-- Document text --
■ ■ ■ ■ ■
Studio album by Biota
- Released: 1985
- Recorded: Spring 1984 – Winter 1985
- Studio: Pendragon (Fort Collins, CO)
- Genre: Free improvisation
- Length: 88:44
- Label: Dys
- Producer: Carol Heineman, Tom Katsimpalis, Mark Piersel, Steve Scholbe, William Sharp, Randy Yeates

Biota chronology
| Gyromancy (1984) | Rackabones (1985) | Bellowing Room (1987) |

= Rackabones =

Rackabones is the sixth studio album by the free improvisation ensemble Biota, released in 1985 by Dys Records. The album marked the official beginning of Biota as an ensemble separate from the Mnemonists name. (The name Mnemonists has continued to be retained for the group's visual output.)
■ ■ ■ ■ ■
-- Recorded data --
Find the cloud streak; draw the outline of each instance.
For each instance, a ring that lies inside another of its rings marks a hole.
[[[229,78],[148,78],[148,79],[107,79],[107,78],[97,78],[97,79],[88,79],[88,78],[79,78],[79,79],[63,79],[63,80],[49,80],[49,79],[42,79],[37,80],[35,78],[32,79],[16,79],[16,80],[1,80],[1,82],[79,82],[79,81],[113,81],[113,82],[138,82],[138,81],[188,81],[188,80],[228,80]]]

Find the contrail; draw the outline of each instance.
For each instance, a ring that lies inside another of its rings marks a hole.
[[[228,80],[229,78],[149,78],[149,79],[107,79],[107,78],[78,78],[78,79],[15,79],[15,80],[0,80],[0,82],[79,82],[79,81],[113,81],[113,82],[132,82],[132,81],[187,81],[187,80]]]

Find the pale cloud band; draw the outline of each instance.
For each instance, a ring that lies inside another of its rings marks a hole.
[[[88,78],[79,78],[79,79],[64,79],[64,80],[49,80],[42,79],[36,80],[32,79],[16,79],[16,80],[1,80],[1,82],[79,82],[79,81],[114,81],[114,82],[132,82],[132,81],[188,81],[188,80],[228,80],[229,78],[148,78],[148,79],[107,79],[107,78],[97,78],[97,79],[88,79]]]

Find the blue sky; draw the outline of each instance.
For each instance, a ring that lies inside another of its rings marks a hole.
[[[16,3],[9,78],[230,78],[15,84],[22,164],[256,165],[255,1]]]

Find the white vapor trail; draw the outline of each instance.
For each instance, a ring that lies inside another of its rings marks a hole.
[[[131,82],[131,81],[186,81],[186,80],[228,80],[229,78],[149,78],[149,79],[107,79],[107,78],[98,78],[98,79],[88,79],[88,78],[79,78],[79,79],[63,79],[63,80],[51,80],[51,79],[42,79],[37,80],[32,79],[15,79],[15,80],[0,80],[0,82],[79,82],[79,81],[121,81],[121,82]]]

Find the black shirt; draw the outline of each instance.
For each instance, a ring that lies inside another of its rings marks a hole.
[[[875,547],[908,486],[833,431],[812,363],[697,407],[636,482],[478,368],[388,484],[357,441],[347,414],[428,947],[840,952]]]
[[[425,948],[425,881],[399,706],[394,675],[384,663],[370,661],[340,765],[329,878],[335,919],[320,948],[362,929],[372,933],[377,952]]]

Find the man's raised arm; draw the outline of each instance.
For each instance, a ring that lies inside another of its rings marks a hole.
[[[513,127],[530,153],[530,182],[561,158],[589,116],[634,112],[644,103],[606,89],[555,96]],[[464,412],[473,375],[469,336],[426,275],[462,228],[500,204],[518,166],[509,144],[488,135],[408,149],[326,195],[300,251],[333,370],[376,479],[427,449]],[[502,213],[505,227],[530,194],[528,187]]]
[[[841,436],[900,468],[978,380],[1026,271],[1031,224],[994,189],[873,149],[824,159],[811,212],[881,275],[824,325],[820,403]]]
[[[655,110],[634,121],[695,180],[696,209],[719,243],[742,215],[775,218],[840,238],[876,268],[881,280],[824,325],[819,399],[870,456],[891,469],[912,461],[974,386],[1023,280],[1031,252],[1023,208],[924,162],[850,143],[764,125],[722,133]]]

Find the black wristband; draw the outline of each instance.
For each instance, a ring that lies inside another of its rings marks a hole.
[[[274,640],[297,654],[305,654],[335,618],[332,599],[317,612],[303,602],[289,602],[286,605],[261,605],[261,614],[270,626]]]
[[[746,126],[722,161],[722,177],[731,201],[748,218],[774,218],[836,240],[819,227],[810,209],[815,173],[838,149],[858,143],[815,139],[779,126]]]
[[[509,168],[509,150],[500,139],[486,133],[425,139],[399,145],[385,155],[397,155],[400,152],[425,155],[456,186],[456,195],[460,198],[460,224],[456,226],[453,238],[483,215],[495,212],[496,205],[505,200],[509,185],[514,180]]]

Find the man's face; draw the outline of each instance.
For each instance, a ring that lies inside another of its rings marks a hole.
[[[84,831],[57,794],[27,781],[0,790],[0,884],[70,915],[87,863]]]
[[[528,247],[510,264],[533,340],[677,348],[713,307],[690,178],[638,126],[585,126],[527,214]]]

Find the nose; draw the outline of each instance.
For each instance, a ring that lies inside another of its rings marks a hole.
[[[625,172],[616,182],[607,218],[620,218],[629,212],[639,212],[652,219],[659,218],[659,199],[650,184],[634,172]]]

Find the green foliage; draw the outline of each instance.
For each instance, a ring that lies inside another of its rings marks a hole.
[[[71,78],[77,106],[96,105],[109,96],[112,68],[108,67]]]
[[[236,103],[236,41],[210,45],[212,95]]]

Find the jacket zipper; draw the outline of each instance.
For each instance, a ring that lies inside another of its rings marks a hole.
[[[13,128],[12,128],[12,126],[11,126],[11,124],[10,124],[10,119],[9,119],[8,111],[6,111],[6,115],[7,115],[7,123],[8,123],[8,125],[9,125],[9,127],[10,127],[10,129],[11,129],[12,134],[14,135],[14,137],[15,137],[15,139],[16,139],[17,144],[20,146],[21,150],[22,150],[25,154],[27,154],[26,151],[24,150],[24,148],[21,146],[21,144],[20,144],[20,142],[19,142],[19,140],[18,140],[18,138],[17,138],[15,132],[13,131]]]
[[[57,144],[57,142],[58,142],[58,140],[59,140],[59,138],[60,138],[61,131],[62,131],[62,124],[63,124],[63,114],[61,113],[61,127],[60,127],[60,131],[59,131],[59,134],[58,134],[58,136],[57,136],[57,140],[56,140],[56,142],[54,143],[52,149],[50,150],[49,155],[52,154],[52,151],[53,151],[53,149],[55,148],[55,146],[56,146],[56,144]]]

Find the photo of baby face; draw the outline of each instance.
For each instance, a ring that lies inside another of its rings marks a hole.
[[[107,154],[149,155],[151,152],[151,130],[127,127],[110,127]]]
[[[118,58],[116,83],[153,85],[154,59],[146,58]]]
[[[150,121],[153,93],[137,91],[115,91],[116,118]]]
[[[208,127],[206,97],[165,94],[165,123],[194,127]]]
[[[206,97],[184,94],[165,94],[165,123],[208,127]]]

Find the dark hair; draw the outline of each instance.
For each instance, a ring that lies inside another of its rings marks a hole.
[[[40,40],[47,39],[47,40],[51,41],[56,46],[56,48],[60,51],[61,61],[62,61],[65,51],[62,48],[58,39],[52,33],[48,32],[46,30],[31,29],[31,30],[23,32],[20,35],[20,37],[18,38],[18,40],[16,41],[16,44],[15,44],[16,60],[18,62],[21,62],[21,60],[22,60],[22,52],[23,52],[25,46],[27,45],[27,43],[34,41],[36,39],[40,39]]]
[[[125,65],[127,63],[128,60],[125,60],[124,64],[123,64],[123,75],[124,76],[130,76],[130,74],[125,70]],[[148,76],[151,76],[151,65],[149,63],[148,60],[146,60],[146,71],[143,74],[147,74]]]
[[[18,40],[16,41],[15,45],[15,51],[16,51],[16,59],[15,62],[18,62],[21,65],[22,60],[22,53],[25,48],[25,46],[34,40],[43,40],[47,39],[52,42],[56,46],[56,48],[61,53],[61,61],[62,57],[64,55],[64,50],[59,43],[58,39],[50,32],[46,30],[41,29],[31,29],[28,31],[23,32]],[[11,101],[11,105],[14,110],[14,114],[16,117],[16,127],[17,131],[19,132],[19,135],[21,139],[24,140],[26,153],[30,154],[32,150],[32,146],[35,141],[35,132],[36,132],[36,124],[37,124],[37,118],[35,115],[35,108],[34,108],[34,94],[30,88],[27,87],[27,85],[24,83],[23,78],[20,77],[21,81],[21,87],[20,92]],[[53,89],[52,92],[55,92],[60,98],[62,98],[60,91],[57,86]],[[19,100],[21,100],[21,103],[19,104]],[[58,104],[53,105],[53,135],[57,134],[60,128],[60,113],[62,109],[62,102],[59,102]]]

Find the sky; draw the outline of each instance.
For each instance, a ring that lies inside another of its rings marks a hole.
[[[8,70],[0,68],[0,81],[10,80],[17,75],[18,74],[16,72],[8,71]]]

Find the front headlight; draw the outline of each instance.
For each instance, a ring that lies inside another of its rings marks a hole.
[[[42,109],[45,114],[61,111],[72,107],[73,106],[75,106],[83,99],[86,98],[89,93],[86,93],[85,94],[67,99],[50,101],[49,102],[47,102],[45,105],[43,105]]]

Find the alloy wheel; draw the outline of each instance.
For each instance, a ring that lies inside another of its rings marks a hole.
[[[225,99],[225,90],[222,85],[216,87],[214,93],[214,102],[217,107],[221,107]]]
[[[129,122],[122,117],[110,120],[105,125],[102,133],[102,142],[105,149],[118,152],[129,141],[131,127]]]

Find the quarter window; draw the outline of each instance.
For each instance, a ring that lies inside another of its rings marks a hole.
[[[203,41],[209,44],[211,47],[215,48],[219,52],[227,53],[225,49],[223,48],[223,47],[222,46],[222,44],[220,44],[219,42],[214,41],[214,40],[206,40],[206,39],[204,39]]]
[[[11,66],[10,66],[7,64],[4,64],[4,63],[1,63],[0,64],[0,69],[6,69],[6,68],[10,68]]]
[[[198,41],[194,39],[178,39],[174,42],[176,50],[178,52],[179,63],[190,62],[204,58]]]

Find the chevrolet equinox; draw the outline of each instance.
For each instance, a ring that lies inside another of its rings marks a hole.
■ ■ ■ ■ ■
-- Required task A --
In the Rackabones article, which studio was the album recorded at?
-- Required task B --
Copy the part of the entries that starts with the line containing "Find the chevrolet" and runs through the end of the entries, keeping every line unchanged.

-- Result A --
Pendragon, in Fort Collins, CO.

-- Result B --
Find the chevrolet equinox; draw the outline of each instance.
For each instance, a ring that lies inside another of its rings marks a hole.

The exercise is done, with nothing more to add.